Aim of the task:
Reproduce every one of the records below word for word, without any change.

Material to process:
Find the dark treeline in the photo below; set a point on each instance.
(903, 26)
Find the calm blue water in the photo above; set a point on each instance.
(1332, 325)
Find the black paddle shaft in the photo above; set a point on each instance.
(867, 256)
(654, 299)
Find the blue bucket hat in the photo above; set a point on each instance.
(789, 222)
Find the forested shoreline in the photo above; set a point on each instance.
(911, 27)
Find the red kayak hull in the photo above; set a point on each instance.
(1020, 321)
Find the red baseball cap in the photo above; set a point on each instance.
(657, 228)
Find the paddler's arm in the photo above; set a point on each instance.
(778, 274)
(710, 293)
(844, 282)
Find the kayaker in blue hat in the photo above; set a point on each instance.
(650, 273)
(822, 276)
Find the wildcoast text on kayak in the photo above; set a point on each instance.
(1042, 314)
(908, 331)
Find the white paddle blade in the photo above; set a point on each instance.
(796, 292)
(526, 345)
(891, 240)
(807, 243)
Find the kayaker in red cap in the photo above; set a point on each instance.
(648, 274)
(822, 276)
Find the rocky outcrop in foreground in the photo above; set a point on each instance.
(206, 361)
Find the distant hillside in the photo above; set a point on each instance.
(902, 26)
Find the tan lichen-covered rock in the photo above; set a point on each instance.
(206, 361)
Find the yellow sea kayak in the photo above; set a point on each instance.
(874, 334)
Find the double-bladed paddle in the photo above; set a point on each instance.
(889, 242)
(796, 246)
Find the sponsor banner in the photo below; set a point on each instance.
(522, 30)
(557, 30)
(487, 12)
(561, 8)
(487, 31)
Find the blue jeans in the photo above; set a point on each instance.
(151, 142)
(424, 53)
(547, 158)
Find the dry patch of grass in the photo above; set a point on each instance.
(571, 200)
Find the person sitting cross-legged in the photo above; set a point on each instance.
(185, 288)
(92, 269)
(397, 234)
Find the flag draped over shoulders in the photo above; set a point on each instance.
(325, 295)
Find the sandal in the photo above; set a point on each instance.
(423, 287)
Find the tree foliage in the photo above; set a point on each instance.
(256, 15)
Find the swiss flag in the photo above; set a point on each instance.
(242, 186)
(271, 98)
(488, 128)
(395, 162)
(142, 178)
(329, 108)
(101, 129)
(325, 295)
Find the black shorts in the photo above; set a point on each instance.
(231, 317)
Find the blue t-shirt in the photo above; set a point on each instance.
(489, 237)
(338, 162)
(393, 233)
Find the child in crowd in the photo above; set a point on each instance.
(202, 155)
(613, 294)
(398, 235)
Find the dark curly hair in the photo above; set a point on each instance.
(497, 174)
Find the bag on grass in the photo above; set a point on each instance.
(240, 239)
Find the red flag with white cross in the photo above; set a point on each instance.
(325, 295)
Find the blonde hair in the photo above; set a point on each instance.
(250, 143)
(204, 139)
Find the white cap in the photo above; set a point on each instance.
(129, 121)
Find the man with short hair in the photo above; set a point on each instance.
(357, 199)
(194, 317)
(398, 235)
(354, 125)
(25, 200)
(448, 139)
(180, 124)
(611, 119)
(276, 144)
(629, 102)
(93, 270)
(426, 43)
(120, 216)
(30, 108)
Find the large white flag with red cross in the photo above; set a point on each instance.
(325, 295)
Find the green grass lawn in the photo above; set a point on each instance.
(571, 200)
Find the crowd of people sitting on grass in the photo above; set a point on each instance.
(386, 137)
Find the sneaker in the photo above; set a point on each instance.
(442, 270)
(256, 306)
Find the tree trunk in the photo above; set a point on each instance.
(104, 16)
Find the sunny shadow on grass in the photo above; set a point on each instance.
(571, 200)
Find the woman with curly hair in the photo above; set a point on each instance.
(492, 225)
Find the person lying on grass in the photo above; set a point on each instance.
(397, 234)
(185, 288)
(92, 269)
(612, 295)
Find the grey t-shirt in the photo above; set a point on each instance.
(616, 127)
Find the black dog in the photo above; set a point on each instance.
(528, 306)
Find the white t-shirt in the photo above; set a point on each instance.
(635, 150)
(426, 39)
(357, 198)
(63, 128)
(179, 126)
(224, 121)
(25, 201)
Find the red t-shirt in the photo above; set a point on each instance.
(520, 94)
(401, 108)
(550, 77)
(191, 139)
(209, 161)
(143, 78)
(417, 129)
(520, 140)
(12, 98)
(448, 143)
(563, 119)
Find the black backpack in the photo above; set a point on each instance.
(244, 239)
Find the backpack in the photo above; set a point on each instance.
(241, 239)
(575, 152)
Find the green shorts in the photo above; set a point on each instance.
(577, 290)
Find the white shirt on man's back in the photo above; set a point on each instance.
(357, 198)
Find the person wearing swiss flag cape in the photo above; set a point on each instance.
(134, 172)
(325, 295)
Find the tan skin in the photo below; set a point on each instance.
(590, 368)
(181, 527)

Output of the task:
Find the dark treeline in the photo below; set a point on each instance.
(903, 26)
Find the calm blue water in the photo above; set a point on each instance.
(1332, 325)
Find the black paddle shaft in the photo above; set a point on each instance.
(867, 256)
(654, 299)
Find the blue bucket hat in the photo above; set a point on each instance.
(789, 222)
Find the forested shoreline in the photo above; set a point on each instance.
(911, 27)
Find the red kayak hull in the photo above; set a point on each instance.
(1020, 321)
Find the red baseball cap in the photo above; set a point on each instance.
(657, 228)
Find the paddler's arm in the photo above; set a point on each instance.
(778, 274)
(710, 293)
(844, 282)
Find the kayaker in blue hat in the photo above; set a point on each instance.
(650, 273)
(822, 276)
Find the wildcoast text on kayak in the photo above; set a point on each instance.
(1042, 314)
(908, 331)
Find the white paddle blade in the photo above; set a point on each instance.
(796, 292)
(526, 345)
(891, 240)
(807, 243)
Find the kayaker in red cap in the photo above; set a point on each instance.
(648, 274)
(822, 276)
Find the rocky outcrop in foreground in the photo above; set a point on each instance.
(206, 361)
Find the distant hillside in the photo above; set a point on each instance.
(902, 26)
Find the tan lichen-covered rock in the photo above; set a point on each instance.
(206, 361)
Find the yellow sea kayak in the photo above; set a point on each instance.
(874, 334)
Find the double-bladed paddle in the photo above; set a point on each instance.
(889, 242)
(796, 246)
Find the sponsor banner in the photo below; set a point on each instance.
(522, 30)
(557, 30)
(487, 12)
(561, 8)
(487, 31)
Find the blue jeans in the photo above; set a point on each instance.
(151, 142)
(424, 53)
(547, 158)
Find the dry patch of grass in the photo above; set a point on each instance.
(571, 200)
Find the person sitting cross-legged in the photo above; set a point on each instance.
(185, 288)
(92, 269)
(397, 234)
Find the flag draped over shoulders in the photo above; set a point on each instance.
(325, 295)
Find the sandal in the photo above; set a point on each instance.
(423, 287)
Find the tree foliage in the photo above; set a point on each instance.
(256, 15)
Find the swiss flag in the photo above; set a point on each instance.
(242, 186)
(271, 98)
(488, 128)
(395, 162)
(142, 178)
(329, 108)
(101, 129)
(325, 295)
Find the black shorts in the photo above; set a point on each instance.
(231, 317)
Find the blue t-shirt in the photo above; set a point on each instance.
(489, 237)
(338, 162)
(393, 233)
Find the child in crowd in the photo above; set a point on each instance.
(202, 155)
(613, 294)
(398, 235)
Find the dark curly hair in the photo above; set a point on each instance.
(497, 174)
Find the bag on grass in the photo above; set a point on each instance.
(240, 239)
Find the red flag with white cross in the photo above; set a point on each instance.
(325, 295)
Find the blonde hair in the photo above; set a point on each instance.
(250, 143)
(204, 139)
Find the white cap in the photo above; set a point on each instance.
(129, 121)
Find the man with short hair in the photo above; set a point on each instance.
(357, 199)
(194, 317)
(398, 235)
(354, 125)
(25, 200)
(448, 139)
(180, 124)
(611, 119)
(276, 144)
(629, 102)
(93, 270)
(426, 43)
(120, 216)
(30, 108)
Find the large white flag with red cross in the photo above; set a point on each instance.
(325, 295)
Find the green grass lawn in the photo above; set a point on each instance.
(571, 200)
Find the crowd of people sitting on grass in the photo above; set a point on each instance.
(386, 137)
Find the sneaker in the photo above; set a point on each instance.
(442, 270)
(256, 306)
Find the tree trunk in the photo above; set a point on each instance.
(104, 16)
Find the sunny shadow on grass in the photo above; set a point on each instance.
(571, 200)
Find the woman with curly hair in the photo above; set a point on each instance.
(492, 225)
Find the person lying on grass in the photo above; set a point on each instance.
(397, 234)
(185, 288)
(92, 269)
(612, 295)
Find the grey t-shirt in the photo above; set a point on each instance.
(616, 127)
Find the black dog in the photo above; set a point on each instance.
(528, 306)
Find the white t-shirt in the photo above; set a point on each instance.
(635, 150)
(426, 39)
(357, 198)
(63, 128)
(179, 126)
(224, 121)
(25, 201)
Find the red t-shirt in the photo above; set a point on each instance.
(520, 94)
(401, 108)
(550, 77)
(191, 139)
(209, 161)
(143, 78)
(417, 129)
(520, 140)
(12, 98)
(448, 143)
(563, 119)
Find the black backpack in the photo above; set a point on each instance.
(244, 239)
Find the backpack in the photo above; set a point on each instance.
(241, 239)
(575, 152)
Find the green shorts in the photo above; set a point on each instance.
(577, 290)
Find the white shirt on man's back in the photo above; set a point on each instance.
(357, 198)
Find the person wearing swiss flag cape in the photo above; set a point on each instance.
(134, 172)
(325, 295)
Find the tan skin in the photo below; set a point on each instance.
(590, 368)
(181, 527)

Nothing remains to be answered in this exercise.